EXCERPT TO READ.
== Segment start ==

Exchange places with the patient for a moment to understand how a patient who faces an ailment is motivated to take his problem to the search engine. What does he search for? And when he searches for it, is your website what he will see first, or second, or even third? Anything past third may not matter because the one of the first three have already caught his attention and an consultation appointment has already been made.
If its not clear as yet, any search engine exercise must aim for the best possible position. Most searchers never go past page one. So any campaign that is initiated must aim for the page one.
Having a blog or a well designed, flashy website is not sufficient, it never has been. There are only three ways to get to your site. The first is from a search engine recommendation in the search results; the second is from seeing an advertisement in print or from your business card in the physical world; and finally from a recommendation link that one friend sends another. Out of the three, the most valuable, is the search engine recommendation.

== Segment end ==

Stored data
== Segment start ==

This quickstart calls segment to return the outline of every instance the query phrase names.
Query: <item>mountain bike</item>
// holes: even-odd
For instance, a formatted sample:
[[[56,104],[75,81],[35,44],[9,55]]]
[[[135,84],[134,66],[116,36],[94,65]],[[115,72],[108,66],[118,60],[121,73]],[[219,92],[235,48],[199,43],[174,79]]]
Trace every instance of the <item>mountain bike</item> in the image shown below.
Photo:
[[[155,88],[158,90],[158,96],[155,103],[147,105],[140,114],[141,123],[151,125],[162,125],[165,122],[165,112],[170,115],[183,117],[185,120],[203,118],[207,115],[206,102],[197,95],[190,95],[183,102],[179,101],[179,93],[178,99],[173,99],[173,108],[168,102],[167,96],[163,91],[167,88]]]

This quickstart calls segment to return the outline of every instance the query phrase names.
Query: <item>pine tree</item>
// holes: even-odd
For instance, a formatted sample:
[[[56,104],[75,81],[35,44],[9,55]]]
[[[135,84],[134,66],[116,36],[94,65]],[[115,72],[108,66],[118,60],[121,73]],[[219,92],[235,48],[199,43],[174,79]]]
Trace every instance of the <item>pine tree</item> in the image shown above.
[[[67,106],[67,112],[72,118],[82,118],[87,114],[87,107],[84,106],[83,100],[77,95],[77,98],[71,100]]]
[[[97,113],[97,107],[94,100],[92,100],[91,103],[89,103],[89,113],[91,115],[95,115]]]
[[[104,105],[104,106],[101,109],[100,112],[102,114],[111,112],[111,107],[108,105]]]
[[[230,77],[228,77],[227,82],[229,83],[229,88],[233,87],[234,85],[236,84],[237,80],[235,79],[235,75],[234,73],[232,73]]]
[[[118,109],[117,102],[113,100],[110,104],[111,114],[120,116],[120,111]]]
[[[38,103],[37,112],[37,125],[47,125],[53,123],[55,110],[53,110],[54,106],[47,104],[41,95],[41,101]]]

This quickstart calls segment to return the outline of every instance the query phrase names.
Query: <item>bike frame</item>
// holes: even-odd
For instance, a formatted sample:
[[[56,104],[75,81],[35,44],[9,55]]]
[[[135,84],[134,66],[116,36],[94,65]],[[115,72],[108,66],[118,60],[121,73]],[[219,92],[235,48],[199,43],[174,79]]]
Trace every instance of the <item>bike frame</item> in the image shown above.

== Segment end ==

EXERCISES TO COMPLETE.
1 - Translate this sentence from the passage about reaching patients through search engines into Spanish: "Most searchers never go past page one."
2 - Pick up the passage about reaching patients through search engines after its last sentence and continue it.
The stored data is separate material, apart from the passage.

ANSWERS.
1 - La mayoría de las personas que buscan nunca pasan de la primera página.

2 -
The search engine serves two purposes in the minds of the searcher. First, it puts them in contact with what they are looking for. Second it gives them the implicit assurance that if they weren’t good, they would not be ranked. So the brand equity of the search engine trickles down to their first place occupant and precipitously down that list.
The second importance comes from the ability to search a site that would otherwise never be found. Most sites do not enjoy the notoriety of sites like CNN, whose web URL is brilliant. It is the name everybody knows them by and it is simple to recall and key in. For the rest of the sites, search engines need to lead the way. And this is a very good thing.
Because, traffic that comes to the site without intent, and just to poke around does almost no good. But a person who is in search of a particular service and keyed in as such is a customer ripe for the plucking.